>>>

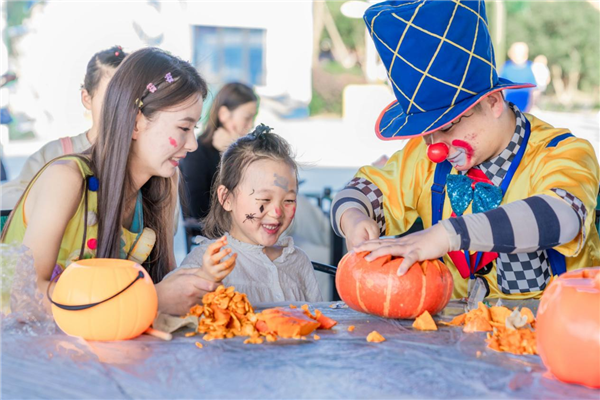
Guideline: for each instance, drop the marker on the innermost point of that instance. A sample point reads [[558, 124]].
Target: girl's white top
[[290, 277]]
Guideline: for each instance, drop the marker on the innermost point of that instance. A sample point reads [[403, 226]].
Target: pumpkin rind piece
[[425, 322], [375, 337], [288, 323]]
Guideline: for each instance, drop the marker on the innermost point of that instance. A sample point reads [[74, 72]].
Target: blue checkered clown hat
[[439, 59]]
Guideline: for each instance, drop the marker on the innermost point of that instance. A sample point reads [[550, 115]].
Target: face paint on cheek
[[249, 217], [465, 146]]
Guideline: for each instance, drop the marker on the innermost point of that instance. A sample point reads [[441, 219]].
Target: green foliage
[[334, 67], [16, 12], [566, 32]]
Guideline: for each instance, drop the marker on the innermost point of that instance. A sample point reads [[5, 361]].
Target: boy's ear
[[224, 197], [86, 99], [496, 103]]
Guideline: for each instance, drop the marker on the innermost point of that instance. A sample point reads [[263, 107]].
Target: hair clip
[[261, 131]]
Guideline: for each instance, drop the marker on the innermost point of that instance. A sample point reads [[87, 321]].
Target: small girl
[[99, 71], [253, 203]]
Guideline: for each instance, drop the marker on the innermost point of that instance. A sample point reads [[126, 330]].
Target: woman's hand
[[212, 268], [428, 244], [357, 227]]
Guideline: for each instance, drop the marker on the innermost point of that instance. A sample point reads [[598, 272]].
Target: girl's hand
[[428, 244], [181, 290], [357, 227], [212, 268]]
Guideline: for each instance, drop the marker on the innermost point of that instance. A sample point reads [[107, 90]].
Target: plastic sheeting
[[39, 361], [442, 364]]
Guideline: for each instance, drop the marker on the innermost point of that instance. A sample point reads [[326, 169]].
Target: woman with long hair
[[118, 200]]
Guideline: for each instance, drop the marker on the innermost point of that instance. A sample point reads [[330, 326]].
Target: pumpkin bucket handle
[[86, 306]]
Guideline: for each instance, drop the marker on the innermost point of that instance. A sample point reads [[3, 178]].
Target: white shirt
[[290, 277]]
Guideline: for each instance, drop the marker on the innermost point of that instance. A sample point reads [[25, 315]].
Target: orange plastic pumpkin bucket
[[568, 327], [104, 299]]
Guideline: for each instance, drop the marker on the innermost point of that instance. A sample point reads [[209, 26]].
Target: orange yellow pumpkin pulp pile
[[511, 331], [226, 313]]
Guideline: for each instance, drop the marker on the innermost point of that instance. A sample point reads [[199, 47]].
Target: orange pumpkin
[[568, 327], [286, 323], [86, 282], [375, 288]]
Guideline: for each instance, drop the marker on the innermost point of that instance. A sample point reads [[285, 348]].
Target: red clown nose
[[437, 152]]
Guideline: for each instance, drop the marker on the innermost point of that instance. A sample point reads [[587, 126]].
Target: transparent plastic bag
[[23, 306]]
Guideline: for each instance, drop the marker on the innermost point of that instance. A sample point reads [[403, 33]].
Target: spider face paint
[[281, 182], [261, 218]]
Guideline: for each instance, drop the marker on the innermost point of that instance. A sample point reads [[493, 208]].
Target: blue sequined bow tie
[[463, 190]]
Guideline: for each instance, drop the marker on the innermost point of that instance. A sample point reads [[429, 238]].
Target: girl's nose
[[277, 211], [191, 144]]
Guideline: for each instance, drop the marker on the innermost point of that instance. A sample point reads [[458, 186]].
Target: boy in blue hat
[[507, 199]]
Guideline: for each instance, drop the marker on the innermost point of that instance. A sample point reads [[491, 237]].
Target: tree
[[567, 34]]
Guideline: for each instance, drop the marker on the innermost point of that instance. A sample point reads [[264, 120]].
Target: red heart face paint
[[437, 152], [463, 154]]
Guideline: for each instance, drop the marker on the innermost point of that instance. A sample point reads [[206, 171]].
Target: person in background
[[100, 69], [542, 76], [518, 69], [231, 116]]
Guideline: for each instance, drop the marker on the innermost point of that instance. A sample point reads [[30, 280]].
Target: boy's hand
[[212, 268], [428, 244], [358, 227]]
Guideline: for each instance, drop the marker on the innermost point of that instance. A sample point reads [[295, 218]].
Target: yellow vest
[[405, 182], [133, 247]]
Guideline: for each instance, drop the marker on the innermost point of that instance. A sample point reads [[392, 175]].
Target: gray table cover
[[38, 362]]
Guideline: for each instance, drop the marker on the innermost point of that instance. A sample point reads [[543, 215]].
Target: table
[[410, 364]]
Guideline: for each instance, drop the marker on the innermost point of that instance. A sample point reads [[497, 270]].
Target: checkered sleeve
[[579, 208], [363, 195]]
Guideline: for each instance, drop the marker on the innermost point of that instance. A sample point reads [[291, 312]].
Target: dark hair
[[231, 96], [97, 67], [261, 144], [110, 153]]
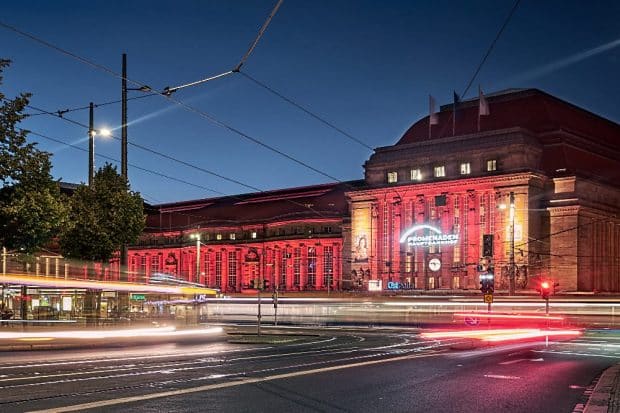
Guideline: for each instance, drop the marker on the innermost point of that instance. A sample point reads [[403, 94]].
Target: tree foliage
[[31, 208], [102, 217]]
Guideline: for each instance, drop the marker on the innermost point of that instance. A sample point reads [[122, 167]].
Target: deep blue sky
[[365, 66]]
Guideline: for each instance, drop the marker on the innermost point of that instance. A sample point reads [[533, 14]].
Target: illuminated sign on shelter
[[427, 240]]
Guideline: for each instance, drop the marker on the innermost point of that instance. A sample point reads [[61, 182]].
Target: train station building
[[522, 185]]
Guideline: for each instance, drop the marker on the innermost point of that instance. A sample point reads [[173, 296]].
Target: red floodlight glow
[[500, 334], [534, 333], [471, 333], [509, 316]]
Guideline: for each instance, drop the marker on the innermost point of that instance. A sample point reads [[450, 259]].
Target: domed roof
[[530, 109]]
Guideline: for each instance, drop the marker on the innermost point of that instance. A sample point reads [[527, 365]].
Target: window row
[[439, 171]]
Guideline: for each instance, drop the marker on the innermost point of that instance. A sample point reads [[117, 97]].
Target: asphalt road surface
[[374, 370]]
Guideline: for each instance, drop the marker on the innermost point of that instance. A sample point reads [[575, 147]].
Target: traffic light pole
[[258, 316], [275, 305]]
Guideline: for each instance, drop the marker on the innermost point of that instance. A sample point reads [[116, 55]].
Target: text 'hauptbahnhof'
[[529, 191]]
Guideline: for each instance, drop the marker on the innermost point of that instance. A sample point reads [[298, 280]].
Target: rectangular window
[[312, 266], [207, 277], [143, 264], [328, 266], [297, 266], [154, 264], [416, 175], [218, 269], [440, 171], [408, 259], [232, 269], [283, 270], [483, 216], [465, 168]]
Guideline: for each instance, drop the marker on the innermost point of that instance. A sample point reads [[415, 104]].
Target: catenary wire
[[203, 114], [305, 110]]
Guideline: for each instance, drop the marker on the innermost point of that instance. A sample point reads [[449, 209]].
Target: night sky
[[366, 67]]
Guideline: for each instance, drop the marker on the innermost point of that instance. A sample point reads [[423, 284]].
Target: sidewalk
[[606, 395]]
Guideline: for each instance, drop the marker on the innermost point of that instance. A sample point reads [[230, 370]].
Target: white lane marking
[[501, 376], [154, 369], [123, 400]]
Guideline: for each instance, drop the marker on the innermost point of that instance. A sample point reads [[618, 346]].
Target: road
[[374, 370]]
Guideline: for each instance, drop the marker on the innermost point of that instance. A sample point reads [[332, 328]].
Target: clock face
[[434, 264]]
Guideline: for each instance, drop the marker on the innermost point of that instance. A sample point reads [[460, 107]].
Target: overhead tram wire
[[172, 178], [305, 110], [155, 152], [261, 32], [490, 49], [211, 118], [167, 177], [253, 188], [484, 59], [60, 113]]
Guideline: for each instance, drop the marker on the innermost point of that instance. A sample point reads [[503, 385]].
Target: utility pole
[[512, 245]]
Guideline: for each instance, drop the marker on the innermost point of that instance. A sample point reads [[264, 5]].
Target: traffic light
[[487, 283], [545, 289], [484, 265], [487, 245]]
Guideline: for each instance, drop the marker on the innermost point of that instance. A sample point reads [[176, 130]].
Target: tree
[[31, 207], [102, 217]]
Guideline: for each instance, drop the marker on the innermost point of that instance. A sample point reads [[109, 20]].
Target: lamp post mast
[[512, 245], [91, 144], [197, 258], [123, 297], [124, 119]]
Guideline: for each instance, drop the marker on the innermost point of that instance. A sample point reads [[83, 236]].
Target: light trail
[[509, 316], [53, 282], [105, 334], [500, 334]]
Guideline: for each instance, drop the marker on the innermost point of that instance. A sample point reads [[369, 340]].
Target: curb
[[605, 395]]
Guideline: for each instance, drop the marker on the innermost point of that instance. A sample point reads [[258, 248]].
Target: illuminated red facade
[[291, 238], [537, 175], [537, 178]]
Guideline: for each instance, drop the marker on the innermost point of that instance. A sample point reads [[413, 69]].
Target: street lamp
[[196, 236], [91, 142]]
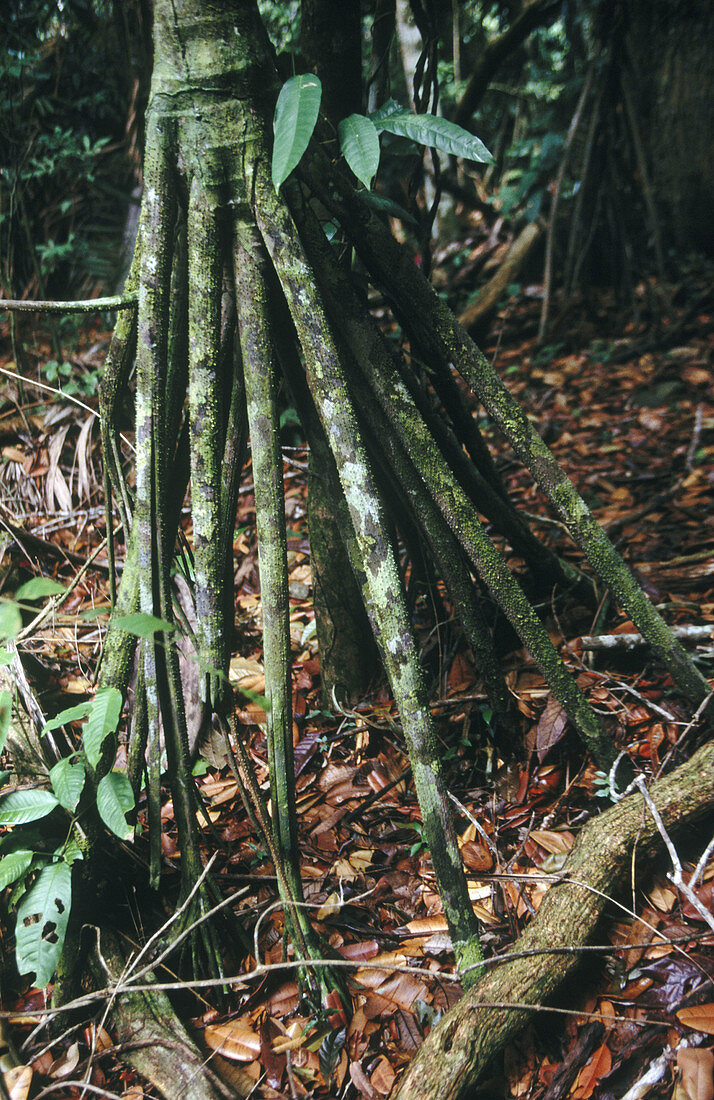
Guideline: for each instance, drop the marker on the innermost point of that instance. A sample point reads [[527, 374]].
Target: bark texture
[[459, 1049]]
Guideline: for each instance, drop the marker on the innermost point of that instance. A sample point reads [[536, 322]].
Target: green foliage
[[144, 626], [282, 21], [64, 173], [101, 723], [10, 619], [19, 807], [360, 144], [114, 800], [296, 111], [67, 778], [296, 114], [14, 865], [39, 587], [435, 132], [42, 923], [43, 910]]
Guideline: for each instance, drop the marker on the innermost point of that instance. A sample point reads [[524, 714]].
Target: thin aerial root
[[205, 287], [376, 559]]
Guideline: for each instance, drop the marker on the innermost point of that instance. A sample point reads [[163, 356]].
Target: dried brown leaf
[[550, 728], [696, 1069], [700, 1016], [234, 1040]]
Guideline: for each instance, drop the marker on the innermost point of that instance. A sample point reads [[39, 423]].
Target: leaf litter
[[636, 433]]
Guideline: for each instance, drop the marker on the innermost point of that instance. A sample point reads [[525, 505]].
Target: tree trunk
[[670, 45]]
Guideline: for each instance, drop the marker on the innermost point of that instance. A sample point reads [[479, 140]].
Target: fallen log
[[496, 1008], [490, 295]]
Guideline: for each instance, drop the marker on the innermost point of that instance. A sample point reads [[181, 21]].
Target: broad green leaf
[[10, 619], [18, 807], [42, 923], [70, 714], [67, 778], [360, 144], [296, 111], [437, 133], [39, 587], [13, 866], [143, 625], [6, 715], [114, 799], [102, 722]]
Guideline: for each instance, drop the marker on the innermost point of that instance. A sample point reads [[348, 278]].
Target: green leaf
[[142, 625], [67, 778], [114, 800], [10, 619], [39, 587], [6, 715], [70, 714], [13, 866], [102, 722], [18, 807], [360, 144], [437, 133], [296, 111], [42, 923]]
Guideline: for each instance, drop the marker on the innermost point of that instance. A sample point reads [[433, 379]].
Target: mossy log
[[497, 1007]]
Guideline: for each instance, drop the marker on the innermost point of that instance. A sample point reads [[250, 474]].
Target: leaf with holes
[[42, 923], [67, 778], [296, 111], [360, 144], [102, 722], [18, 807], [114, 800], [13, 866], [436, 133]]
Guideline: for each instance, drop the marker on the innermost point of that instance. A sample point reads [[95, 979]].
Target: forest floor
[[629, 414]]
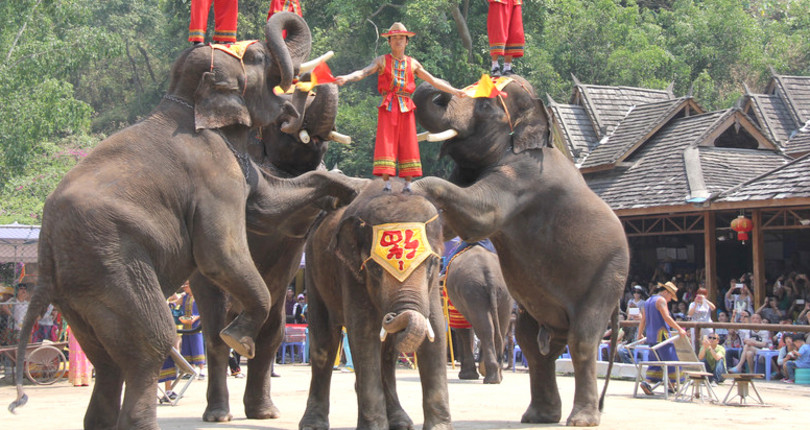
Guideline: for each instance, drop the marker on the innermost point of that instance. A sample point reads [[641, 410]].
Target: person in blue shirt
[[801, 358]]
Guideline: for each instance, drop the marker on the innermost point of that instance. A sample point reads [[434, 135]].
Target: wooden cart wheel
[[45, 365]]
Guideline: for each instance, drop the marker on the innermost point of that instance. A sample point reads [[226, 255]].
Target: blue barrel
[[803, 376]]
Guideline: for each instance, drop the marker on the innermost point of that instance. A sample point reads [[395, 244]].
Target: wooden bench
[[697, 381], [742, 381]]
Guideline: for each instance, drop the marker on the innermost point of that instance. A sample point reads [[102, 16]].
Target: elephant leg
[[466, 354], [229, 264], [211, 304], [490, 357], [364, 341], [433, 371], [545, 405], [257, 400], [583, 343], [323, 345], [398, 419]]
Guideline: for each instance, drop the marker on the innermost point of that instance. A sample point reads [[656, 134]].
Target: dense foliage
[[73, 72]]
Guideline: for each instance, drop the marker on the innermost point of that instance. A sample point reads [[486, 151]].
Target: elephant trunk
[[432, 112], [290, 52], [410, 326], [292, 124]]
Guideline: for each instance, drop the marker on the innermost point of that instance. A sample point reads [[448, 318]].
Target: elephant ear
[[531, 127], [218, 103], [352, 243]]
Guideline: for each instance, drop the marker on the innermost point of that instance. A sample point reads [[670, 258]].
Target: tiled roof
[[724, 168], [608, 105], [800, 143], [773, 116], [795, 90], [576, 128], [791, 180], [664, 168], [639, 124], [658, 178]]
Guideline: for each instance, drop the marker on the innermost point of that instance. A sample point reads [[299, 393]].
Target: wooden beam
[[710, 255], [758, 255]]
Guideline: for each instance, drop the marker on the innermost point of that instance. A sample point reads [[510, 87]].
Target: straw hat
[[671, 288], [398, 29]]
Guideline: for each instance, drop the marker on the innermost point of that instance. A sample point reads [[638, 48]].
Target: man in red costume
[[505, 31], [396, 144], [284, 6], [225, 17]]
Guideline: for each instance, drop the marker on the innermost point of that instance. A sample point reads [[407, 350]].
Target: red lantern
[[742, 226]]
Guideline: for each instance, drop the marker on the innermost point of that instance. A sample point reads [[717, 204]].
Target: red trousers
[[396, 141], [225, 17], [505, 29]]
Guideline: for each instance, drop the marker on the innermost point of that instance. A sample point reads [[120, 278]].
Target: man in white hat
[[396, 145], [655, 325]]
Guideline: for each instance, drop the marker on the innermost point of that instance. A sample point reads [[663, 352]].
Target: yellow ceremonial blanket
[[400, 247]]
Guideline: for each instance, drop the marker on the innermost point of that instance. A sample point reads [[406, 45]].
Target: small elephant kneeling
[[349, 284]]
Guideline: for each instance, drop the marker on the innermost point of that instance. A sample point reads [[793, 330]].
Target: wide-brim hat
[[398, 29], [671, 288]]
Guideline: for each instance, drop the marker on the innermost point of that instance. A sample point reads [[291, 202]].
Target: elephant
[[385, 312], [476, 287], [562, 250], [163, 198], [277, 254]]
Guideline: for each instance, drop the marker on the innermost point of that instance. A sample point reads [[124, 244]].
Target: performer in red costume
[[505, 31], [284, 6], [396, 144], [225, 17]]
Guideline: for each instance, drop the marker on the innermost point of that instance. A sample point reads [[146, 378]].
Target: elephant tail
[[614, 340]]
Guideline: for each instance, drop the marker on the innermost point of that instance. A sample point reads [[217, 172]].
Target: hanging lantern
[[742, 226]]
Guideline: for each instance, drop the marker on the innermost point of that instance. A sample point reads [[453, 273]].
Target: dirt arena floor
[[473, 405]]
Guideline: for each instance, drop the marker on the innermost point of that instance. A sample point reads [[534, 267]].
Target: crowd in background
[[786, 302]]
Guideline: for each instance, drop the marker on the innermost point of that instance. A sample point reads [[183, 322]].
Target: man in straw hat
[[396, 144], [655, 325]]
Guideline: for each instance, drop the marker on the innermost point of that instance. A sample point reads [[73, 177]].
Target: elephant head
[[227, 90], [479, 131], [298, 145], [404, 303]]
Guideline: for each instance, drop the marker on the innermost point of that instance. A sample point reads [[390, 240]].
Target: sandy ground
[[473, 405]]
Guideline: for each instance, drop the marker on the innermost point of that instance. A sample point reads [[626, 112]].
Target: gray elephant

<<<

**Task**:
Output the records starting at the line containing "reads [[117, 97]]." and ending at the line containing "[[258, 316], [275, 305]]" as a two-column CSV with the columns text and value. Give one row per record, with the record's wording in text and its answer in value, each in a quoted field with line breaks replaced by spaces.

**Full output**:
text,value
"Guideline: for each instance, drop the marker on the innermost point of that instance. A sample point reads [[117, 97]]. Target: asphalt road surface","[[374, 370]]"
"Guideline: for each instance, drop the marker on the innermost point of that instance. A sample point reads [[575, 147]]. Target: traffic light pole","[[258, 316], [275, 305]]"